◆ **Yapılacaklar**
- a) Aşura metninden bir bölümü harfi harfine tekrarlayın: "Prof. Dr. Haydar" sözlerinin geçtiği yerden başlayın, "Muhammed b. Eş'as'tır." sözlerinden sonra durun.
- b) Aşura metnine göre, Aşura gününde İmam Hüseyin'le sözlü mücadeleye girişenler kaç kişiydi?

== Sayfa Metni ==

Prof. Dr. Haydar Baş Hocamızın, 'İmam Hüseyin' eserinde, Aşura gününde yapılan beddua hakkında şu bilgilere yer veriliyor:
"Hürr bin Yezid er-Riyahî, nasıl İmam Hüseyin'in (a.s.) konuşmalarından etkilenerek imanla ve şehadetle şereflenmişse, bazıları da bu hutbeler karşısında kendi azaplarını arttırmışlardır. Aşura gününde İmam Hüseyin (a.s.)'ın hutbeleri karşısında ona karşı inatlaşarak küfürde ısrar edenlerden üçü nefsine engel olamadı ve İmam (a.s.)'la sözlü mücadeleye girişti. İmam (a.s.)'ı inciten bu harekete karşı bu kişilere beddua etmiştir. Bu kişilerden birisi Muhammed b. Eş'as'tır.

===
== Veri Satırları ==

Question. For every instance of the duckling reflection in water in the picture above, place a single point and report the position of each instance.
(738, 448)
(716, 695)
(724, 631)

===

◆ **Görev Cevapları**
- a)
Prof. Dr. Haydar Baş Hocamızın, 'İmam Hüseyin' eserinde, Aşura gününde yapılan beddua hakkında şu bilgilere yer veriliyor:
"Hürr bin Yezid er-Riyahî, nasıl İmam Hüseyin'in (a.s.) konuşmalarından etkilenerek imanla ve şehadetle şereflenmişse, bazıları da bu hutbeler karşısında kendi azaplarını arttırmışlardır. Aşura gününde İmam Hüseyin (a.s.)'ın hutbeleri karşısında ona karşı inatlaşarak küfürde ısrar edenlerden üçü nefsine engel olamadı ve İmam (a.s.)'la sözlü mücadeleye girişti. İmam (a.s.)'ı inciten bu harekete karşı bu kişilere beddua etmiştir. Bu kişilerden birisi Muhammed b. Eş'as'tır.

- b) Üç kişi.